Segmentation annotation records:
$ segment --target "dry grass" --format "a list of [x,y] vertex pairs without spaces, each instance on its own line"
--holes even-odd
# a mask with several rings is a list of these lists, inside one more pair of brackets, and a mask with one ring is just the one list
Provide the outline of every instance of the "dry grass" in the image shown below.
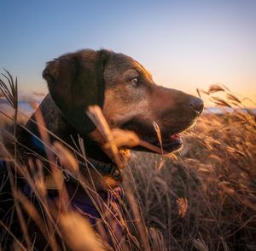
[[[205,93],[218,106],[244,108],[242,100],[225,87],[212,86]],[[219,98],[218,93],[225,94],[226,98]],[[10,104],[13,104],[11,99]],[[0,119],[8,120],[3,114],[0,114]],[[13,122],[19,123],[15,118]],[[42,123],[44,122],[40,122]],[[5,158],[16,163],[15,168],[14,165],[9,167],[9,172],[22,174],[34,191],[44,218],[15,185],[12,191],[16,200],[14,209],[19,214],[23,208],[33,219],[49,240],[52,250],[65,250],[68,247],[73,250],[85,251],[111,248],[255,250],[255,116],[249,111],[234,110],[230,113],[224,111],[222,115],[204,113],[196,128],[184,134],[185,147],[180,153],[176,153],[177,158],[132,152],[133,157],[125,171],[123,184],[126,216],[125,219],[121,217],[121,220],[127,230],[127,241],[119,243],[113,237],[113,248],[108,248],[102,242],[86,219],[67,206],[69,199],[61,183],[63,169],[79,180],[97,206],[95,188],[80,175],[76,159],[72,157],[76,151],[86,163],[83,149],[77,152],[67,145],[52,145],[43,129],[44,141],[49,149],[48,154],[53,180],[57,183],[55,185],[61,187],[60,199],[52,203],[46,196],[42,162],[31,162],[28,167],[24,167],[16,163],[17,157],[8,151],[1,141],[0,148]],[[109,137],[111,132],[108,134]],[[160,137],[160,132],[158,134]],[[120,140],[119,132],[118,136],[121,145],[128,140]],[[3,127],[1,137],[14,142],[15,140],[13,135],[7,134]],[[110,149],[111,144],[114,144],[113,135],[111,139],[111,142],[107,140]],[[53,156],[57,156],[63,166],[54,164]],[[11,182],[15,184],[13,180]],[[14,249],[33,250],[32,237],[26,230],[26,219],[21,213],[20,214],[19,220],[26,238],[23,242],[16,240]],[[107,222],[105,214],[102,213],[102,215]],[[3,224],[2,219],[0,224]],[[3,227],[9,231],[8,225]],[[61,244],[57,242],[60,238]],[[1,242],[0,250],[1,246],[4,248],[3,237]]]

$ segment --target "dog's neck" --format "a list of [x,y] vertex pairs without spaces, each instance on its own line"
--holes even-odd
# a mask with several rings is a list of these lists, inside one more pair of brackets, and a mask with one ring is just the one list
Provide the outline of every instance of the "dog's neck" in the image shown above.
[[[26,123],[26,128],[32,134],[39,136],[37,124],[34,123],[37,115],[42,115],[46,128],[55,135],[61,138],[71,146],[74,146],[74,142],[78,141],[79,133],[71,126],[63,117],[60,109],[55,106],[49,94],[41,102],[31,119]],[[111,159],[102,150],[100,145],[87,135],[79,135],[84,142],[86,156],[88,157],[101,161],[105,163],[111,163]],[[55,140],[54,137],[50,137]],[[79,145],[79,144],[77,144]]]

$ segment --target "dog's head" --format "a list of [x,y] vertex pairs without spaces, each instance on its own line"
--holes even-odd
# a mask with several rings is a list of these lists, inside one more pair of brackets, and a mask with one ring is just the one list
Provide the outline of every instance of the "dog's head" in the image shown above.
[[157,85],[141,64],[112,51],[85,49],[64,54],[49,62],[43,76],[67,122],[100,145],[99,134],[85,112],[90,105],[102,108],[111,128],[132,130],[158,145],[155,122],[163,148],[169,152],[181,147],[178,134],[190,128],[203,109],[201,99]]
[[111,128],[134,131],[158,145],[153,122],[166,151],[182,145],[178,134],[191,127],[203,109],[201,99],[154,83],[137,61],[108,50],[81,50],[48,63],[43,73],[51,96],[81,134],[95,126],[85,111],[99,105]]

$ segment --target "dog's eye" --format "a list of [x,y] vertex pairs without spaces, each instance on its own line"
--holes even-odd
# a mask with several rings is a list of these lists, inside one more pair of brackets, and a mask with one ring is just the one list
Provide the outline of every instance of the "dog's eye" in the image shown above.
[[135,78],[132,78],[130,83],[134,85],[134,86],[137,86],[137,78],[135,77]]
...
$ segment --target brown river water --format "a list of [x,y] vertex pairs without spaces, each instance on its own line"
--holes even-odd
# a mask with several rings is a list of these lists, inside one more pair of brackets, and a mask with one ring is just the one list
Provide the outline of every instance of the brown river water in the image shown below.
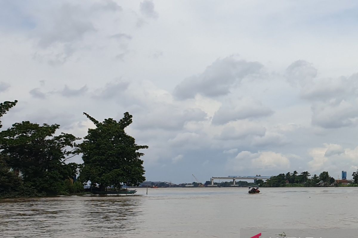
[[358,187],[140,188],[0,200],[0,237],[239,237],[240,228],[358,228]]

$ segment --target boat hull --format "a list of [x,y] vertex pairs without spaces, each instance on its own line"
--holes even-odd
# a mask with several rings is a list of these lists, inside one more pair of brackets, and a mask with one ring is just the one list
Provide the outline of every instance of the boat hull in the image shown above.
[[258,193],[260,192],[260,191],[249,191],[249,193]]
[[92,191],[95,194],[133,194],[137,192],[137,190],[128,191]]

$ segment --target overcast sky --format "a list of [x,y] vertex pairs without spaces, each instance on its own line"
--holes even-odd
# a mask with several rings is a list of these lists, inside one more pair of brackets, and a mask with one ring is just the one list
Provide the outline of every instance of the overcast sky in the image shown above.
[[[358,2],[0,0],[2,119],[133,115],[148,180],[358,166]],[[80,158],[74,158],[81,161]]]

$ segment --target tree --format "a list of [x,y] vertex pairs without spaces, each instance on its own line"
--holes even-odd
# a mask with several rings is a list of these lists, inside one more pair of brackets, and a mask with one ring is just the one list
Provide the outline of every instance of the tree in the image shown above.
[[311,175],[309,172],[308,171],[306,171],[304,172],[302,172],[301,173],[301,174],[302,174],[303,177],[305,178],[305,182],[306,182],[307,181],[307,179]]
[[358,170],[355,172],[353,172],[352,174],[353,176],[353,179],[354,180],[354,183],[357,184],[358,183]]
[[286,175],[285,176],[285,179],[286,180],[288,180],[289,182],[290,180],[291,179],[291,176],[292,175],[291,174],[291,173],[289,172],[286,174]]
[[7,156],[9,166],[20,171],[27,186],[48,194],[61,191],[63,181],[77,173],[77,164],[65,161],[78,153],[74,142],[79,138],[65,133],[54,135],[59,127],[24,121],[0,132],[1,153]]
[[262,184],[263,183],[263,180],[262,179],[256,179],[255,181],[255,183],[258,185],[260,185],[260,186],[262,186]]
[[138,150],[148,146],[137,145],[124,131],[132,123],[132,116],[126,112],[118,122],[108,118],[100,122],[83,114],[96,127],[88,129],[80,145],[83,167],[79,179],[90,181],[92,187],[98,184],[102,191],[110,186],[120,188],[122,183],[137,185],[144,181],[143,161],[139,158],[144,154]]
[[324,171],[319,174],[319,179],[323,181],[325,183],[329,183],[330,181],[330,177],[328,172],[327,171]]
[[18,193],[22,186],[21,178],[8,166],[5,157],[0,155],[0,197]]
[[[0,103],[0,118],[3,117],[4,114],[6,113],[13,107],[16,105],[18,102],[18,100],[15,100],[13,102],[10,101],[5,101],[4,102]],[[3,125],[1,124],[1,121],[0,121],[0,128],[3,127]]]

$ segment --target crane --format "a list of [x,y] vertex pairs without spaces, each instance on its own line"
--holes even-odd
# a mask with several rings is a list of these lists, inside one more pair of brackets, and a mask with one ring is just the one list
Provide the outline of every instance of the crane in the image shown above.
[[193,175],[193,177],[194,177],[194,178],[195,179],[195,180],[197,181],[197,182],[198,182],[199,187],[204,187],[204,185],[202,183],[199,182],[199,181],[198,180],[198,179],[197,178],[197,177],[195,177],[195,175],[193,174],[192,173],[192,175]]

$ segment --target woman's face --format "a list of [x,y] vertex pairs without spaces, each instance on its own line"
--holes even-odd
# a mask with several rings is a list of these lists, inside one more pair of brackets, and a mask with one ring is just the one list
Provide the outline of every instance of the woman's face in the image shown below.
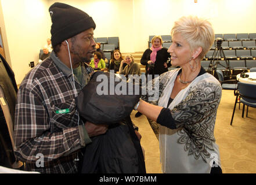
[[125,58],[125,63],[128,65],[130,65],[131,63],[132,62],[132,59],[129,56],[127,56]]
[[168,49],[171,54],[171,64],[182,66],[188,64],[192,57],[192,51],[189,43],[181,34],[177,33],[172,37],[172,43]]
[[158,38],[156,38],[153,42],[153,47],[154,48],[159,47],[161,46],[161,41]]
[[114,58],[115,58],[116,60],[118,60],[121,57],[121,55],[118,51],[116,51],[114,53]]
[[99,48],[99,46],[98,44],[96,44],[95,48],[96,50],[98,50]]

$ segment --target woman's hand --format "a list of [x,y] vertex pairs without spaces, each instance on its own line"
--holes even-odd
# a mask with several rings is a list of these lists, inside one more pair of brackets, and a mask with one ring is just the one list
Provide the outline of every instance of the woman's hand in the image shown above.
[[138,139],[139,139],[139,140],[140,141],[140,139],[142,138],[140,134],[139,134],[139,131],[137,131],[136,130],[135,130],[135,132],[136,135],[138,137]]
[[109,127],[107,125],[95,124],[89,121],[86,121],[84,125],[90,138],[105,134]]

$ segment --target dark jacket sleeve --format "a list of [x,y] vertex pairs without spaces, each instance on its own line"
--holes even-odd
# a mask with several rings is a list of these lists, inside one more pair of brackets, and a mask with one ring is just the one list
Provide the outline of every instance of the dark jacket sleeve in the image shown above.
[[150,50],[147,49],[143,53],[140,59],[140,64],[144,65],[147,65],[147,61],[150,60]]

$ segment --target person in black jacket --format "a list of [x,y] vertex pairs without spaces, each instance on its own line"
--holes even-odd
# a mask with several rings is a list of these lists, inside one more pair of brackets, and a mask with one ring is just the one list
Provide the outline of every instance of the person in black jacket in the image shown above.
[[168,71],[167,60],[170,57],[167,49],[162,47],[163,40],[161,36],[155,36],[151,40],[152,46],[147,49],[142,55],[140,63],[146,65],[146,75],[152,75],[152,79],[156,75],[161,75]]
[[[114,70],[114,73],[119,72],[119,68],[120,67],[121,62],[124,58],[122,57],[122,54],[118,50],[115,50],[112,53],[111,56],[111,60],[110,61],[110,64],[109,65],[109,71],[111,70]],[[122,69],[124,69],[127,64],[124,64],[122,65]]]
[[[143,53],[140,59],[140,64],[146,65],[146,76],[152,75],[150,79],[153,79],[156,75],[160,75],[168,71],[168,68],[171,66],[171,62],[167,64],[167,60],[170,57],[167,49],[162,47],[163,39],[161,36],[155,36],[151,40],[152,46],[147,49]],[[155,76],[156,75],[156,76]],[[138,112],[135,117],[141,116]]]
--
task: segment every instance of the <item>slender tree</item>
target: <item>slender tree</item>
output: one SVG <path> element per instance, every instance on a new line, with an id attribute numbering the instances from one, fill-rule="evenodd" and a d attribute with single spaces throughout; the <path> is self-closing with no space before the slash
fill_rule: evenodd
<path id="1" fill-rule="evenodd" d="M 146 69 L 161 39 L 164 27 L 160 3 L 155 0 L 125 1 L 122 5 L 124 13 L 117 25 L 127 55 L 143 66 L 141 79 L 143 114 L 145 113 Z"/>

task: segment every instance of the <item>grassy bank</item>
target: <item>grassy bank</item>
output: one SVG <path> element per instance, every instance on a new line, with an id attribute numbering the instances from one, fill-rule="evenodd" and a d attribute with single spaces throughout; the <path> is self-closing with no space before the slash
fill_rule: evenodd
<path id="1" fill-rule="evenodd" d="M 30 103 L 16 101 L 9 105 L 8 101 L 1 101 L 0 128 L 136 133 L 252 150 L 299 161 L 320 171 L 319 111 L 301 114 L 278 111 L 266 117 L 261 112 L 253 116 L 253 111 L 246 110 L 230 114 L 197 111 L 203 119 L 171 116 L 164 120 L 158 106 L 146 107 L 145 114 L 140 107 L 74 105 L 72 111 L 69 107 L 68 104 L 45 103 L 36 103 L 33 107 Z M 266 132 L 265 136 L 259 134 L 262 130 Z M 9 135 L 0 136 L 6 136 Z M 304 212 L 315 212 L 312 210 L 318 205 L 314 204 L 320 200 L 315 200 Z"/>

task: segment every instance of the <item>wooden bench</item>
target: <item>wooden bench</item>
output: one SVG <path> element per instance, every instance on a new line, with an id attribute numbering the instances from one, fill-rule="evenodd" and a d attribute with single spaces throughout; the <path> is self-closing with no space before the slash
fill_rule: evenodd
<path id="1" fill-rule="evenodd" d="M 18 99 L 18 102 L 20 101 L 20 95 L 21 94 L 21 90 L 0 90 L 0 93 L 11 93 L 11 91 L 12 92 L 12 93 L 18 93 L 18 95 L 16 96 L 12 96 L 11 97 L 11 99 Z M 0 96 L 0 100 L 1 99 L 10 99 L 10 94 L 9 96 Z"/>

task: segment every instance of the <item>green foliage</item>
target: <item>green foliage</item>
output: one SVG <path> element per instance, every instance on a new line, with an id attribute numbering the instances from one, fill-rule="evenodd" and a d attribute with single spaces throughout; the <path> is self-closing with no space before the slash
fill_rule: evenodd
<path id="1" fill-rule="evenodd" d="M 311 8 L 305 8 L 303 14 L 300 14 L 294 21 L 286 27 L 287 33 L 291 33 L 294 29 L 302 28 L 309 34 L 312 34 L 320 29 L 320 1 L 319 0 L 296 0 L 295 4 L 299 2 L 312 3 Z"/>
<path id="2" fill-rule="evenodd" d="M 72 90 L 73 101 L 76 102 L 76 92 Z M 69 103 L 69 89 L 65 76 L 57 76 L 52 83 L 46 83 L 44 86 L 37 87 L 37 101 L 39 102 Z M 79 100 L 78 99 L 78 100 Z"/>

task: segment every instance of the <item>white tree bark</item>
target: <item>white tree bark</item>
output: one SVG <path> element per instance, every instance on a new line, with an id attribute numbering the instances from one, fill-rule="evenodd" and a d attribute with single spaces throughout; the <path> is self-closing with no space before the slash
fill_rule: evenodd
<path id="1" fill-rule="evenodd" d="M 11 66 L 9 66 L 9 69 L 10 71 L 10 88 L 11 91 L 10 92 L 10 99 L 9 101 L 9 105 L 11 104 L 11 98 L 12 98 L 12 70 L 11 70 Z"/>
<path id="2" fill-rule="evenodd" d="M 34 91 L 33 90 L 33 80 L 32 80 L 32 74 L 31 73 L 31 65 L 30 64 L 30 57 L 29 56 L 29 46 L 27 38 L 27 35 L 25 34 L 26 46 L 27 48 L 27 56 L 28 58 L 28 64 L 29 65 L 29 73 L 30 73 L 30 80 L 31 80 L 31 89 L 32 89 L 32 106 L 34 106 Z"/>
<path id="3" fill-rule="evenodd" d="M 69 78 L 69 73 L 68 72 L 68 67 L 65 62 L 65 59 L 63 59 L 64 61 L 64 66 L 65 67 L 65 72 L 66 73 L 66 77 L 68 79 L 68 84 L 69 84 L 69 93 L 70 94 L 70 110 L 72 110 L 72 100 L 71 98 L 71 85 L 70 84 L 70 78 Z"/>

PROBLEM REQUIREMENTS: Output verbatim the stretch of the records above from the line containing "segment --target crane" through the line containing "Provide the outline of every instance of the crane", both of those lines included.

ANSWER FOR THIS EXERCISE:
$ segment --target crane --format "a list of [x,y] vertex pairs without spaces, each instance on its own line"
--holes even-odd
# a mask with several rings is a list of these lists, inside one more pair of brackets, and a mask with one ring is just the one list
Provide the outline of every instance of the crane in the image shown above.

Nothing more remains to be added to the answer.